[[ Input data, beginning ]]

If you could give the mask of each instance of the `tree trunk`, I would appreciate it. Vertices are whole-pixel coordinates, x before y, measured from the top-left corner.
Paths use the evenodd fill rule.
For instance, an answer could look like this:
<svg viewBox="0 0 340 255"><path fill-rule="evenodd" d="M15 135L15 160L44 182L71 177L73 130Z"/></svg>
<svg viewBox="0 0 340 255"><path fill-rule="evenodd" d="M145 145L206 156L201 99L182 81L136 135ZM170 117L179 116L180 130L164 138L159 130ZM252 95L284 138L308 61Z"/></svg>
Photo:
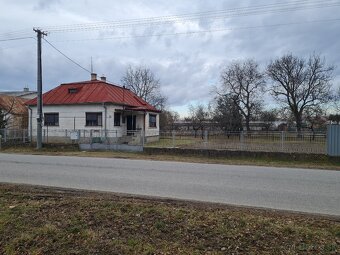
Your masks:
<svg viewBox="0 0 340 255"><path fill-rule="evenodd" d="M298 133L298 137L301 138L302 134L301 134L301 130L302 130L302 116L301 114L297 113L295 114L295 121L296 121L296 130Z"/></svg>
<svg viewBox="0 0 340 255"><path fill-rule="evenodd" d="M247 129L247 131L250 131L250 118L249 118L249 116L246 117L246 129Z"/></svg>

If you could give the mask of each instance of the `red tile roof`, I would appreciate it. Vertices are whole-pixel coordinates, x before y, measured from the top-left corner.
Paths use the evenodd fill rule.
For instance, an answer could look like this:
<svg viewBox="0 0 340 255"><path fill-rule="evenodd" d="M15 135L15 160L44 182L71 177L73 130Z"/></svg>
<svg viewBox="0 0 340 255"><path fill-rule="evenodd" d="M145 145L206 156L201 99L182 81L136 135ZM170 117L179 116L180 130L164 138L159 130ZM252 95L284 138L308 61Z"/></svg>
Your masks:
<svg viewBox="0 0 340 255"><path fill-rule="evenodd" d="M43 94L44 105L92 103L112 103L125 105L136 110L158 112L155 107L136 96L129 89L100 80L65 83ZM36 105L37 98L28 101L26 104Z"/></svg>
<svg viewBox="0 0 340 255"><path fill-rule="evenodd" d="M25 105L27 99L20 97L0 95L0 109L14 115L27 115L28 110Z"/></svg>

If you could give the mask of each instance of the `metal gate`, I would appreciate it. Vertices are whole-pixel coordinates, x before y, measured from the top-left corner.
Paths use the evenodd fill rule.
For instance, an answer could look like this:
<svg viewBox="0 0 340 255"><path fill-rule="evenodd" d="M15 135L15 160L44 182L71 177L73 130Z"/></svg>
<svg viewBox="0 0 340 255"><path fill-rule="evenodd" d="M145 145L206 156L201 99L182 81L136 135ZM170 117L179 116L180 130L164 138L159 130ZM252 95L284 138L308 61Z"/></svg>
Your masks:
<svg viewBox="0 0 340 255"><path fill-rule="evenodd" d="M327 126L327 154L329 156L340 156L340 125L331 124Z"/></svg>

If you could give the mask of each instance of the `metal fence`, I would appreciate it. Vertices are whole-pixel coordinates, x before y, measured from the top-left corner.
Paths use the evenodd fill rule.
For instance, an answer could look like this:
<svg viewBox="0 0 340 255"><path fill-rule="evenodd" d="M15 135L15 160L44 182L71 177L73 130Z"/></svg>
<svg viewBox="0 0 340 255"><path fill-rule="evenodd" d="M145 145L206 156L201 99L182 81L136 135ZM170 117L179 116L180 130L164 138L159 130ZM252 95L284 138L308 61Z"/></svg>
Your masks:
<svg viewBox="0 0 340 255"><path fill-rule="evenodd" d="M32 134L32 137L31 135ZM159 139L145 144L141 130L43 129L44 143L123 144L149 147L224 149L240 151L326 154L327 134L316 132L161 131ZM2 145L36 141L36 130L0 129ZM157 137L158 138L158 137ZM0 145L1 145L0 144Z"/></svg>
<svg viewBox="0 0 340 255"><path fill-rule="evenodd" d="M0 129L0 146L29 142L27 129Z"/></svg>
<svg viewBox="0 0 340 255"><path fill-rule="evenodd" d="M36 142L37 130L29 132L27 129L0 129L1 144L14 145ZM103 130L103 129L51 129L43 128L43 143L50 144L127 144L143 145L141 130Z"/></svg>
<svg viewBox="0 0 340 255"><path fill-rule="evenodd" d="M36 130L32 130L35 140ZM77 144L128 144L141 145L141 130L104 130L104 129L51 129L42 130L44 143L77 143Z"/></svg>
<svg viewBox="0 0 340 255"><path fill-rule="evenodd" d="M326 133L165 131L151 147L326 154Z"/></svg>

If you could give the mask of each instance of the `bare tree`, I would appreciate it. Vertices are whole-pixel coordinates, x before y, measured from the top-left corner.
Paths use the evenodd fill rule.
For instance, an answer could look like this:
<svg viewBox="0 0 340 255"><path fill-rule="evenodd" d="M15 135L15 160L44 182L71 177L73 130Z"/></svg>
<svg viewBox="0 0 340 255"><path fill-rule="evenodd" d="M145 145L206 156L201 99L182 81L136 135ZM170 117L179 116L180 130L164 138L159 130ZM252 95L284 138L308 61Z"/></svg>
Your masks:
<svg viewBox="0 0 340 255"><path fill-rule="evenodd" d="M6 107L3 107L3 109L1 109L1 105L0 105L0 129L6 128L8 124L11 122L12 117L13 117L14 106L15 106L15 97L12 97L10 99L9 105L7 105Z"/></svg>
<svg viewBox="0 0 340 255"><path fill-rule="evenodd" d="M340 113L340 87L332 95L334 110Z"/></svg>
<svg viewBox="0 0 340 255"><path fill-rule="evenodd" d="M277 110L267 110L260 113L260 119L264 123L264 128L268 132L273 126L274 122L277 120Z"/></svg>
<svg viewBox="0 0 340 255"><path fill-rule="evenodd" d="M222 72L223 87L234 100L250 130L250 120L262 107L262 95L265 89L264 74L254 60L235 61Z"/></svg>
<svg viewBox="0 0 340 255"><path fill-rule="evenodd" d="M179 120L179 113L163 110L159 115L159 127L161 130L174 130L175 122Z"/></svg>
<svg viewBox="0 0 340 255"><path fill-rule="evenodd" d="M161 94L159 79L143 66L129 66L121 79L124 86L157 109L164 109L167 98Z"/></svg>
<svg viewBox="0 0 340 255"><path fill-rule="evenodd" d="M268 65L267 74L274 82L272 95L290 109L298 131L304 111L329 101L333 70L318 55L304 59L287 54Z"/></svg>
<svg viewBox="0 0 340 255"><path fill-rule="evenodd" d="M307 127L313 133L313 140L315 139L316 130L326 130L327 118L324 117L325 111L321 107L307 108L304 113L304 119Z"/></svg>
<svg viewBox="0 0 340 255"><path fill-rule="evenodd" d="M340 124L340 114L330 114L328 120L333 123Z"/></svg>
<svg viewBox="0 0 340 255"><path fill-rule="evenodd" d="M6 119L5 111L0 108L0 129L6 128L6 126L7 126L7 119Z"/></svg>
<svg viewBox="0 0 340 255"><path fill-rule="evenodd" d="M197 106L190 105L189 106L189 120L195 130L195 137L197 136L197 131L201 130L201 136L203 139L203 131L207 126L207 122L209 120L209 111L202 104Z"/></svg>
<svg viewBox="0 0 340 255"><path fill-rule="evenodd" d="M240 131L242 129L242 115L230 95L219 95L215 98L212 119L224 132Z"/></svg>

[[ Input data, end ]]

What you are asked to do – A single number is the whole answer: the tally of lines in the entries that hold "give".

Reply to the task – 5